### Set exercise a
Extract every line of the records that contains the string "jacket".

## BEGIN Selected excerpt

RICHARD DYER (intro): This history of Columbia Community College is being conducted by Richard L. Dyer, history instructor at Columbia College.  This interview is with Mac Frost, welding instructor emeritus.

 

DYER:  It is again my pleasure to introduce McKinley Frost—Mac Frost—instructor emeritus at Columbia College. 

 

Mac, can you tell when you first came to Tuolumne County?

 

FROST:  Yes, I came to Tuolumne County in December of 1963. 

 

DYER:  And where were you working then?

 

FROST:  I was working with a port of California division in Forestry.  And I came to Sonora at that time. 

 

DYER:  And you’ve been doing similar work at your previous place of employment before coming here?

 

FROST:  Na, this was a complete career change for me.  And it is one that, of course, I welcomed because I was in the city and I wanted to get into a rural area—the foothills—to raise my children and to find, hopefully, a better life.

 

DYER:  And where were you coming from?

 

FROST:  Sacramento. 

 

DYER:  So your background was not in welding and heavy equipment at all?

 

FROST:  Oh, yes.  Yes.  My background was in construction.  I worked in heavy construction for a number of years before coming to Tuolumne County so I had had experience in welding mechanics and earth-moving equipment. 

 

DYER:  Alright, now, some of us weren’t what they used to call the “plank-holders”—the first ones that were hired in 1968.  I know I came the next year.  When did you receive an offer for employment at the college? 

 

FROST:  I came to work for the college in 1969 as a part-time employee—that was my first assignment.  The college had a small office down on Washington Street and I was contacted and asked is I wanted to teach a fir-science class part-time—which I accepted.  The campus was not completed at that time, and it was quite an experience for me, because I had a classroom assigned to me at the high school. All of the equipment was at Eagle Cottage.  So I would get off of work and I would run to Eagle Cottage, get my projector, screw, or what I needed, run back to the high school teach my class and try to get everything back out to Eagle Cottage so they could use it the next day.

## END Selected excerpt

### Set exercise b
Answer these questions using the oral history interview above:
(i) In what month and year did Mac Frost come to Tuolumne County?
(ii) From which city was he coming at that time?
(iii) In what year did he start working for the college, and on what basis was he employed?

## BEGIN Stored data

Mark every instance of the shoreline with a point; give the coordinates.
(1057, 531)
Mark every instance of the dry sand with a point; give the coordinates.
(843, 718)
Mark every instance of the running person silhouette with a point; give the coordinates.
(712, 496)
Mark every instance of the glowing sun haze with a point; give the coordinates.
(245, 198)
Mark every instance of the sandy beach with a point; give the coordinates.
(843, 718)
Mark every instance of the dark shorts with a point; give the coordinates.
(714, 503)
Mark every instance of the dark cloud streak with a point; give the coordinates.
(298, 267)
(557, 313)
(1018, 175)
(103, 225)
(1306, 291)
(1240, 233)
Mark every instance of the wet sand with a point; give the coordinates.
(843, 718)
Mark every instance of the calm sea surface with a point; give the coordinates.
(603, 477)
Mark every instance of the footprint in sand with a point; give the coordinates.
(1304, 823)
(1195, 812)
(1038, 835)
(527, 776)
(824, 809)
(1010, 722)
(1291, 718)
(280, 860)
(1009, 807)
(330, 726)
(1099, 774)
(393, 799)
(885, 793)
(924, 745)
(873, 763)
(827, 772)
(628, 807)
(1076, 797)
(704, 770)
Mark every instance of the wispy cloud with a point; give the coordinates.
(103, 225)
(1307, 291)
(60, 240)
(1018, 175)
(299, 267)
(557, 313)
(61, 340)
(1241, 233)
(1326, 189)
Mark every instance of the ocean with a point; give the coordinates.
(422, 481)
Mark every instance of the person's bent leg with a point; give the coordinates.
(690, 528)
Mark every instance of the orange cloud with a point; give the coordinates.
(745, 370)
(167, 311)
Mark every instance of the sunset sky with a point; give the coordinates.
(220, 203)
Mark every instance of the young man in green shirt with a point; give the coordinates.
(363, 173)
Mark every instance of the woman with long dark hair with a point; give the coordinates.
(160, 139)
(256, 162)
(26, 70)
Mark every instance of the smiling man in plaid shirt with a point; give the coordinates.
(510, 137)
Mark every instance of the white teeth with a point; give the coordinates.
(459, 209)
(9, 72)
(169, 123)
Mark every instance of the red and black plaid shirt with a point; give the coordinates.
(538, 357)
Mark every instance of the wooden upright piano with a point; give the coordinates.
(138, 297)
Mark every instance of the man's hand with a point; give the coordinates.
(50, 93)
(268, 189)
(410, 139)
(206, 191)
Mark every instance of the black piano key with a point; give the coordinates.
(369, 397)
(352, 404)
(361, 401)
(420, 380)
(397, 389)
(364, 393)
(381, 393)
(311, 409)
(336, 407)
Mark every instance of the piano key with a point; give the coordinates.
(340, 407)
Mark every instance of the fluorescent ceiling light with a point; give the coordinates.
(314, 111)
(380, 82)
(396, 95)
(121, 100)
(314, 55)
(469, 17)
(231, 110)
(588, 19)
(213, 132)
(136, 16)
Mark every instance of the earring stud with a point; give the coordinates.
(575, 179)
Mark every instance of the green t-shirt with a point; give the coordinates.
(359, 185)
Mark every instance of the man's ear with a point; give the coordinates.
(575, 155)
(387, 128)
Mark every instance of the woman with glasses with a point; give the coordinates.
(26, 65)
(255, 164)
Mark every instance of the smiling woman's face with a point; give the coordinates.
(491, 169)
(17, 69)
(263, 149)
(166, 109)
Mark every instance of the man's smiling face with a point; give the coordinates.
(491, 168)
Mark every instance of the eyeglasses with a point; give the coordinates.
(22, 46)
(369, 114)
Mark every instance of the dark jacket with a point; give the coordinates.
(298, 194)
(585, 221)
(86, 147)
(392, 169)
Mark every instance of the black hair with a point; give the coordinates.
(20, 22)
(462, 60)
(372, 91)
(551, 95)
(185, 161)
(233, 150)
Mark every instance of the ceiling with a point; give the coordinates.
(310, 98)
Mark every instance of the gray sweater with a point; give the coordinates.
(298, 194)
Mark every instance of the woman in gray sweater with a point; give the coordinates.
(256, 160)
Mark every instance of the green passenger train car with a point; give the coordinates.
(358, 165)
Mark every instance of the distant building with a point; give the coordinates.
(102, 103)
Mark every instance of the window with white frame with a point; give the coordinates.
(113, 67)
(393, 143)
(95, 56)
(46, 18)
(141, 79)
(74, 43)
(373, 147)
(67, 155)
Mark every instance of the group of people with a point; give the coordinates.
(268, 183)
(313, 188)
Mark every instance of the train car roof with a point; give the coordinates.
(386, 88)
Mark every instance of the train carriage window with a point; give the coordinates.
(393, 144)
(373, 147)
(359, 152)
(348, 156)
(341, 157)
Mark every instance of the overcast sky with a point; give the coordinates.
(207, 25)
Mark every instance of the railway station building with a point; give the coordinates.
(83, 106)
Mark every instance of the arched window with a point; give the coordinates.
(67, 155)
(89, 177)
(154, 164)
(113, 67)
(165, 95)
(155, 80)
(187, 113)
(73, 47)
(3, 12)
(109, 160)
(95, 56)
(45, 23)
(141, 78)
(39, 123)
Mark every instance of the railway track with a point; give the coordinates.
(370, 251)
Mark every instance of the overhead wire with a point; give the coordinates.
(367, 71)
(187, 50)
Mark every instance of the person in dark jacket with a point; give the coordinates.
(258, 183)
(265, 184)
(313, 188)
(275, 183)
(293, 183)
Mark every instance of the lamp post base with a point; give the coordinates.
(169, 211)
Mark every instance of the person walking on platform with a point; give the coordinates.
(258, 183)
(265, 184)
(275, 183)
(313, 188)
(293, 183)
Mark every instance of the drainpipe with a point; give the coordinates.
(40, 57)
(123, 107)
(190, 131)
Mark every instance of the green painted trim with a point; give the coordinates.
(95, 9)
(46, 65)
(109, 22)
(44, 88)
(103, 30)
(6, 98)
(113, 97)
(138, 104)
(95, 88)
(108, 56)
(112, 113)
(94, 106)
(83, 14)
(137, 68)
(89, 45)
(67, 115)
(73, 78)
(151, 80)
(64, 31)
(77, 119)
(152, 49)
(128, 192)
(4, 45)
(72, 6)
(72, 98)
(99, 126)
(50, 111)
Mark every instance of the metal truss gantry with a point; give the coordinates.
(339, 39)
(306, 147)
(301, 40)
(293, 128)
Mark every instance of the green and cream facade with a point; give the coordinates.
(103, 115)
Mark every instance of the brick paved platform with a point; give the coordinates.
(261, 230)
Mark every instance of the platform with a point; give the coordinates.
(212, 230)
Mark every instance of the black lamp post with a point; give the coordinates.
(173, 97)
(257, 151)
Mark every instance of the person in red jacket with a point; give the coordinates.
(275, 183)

## END Stored data

### Response a
Mark every instance of the dark jacket with a point; give the coordinates.
Mark every instance of the person in dark jacket with a point; give the coordinates.
Mark every instance of the person in red jacket with a point; give the coordinates.

### Response b
(i) December 1963.
(ii) Sacramento.
(iii) 1969, as a part-time employee.